* [WORK REQUIRED]:
Can you arrange all of the records below as a numbered list, omitting blank lines and leaving out the pictures?

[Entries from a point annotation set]
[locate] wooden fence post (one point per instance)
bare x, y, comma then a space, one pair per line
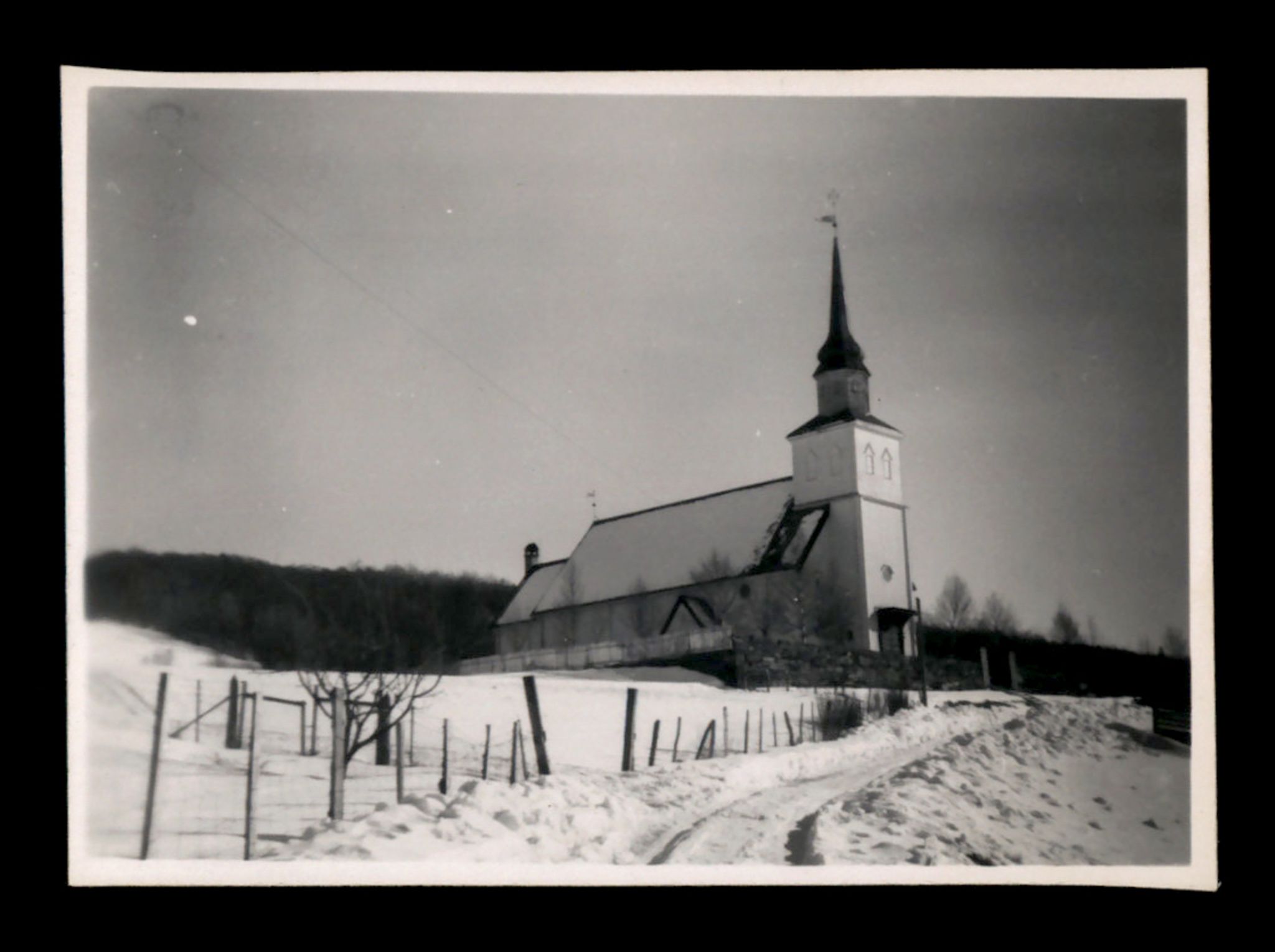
699, 751
232, 717
921, 653
411, 743
626, 763
337, 797
254, 766
383, 729
398, 761
513, 753
157, 735
443, 781
534, 708
243, 723
522, 751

* [RESPONSE TO THIS EXERCISE]:
1. [locate] wooden fence post (one point per instance)
2. bare x, y, comma then a space, one pair per line
3. 699, 751
4. 232, 717
5. 921, 653
6. 411, 743
7. 626, 763
8. 337, 797
9. 254, 766
10. 383, 729
11. 398, 761
12. 513, 753
13. 157, 735
14. 443, 781
15. 534, 708
16. 243, 723
17. 522, 751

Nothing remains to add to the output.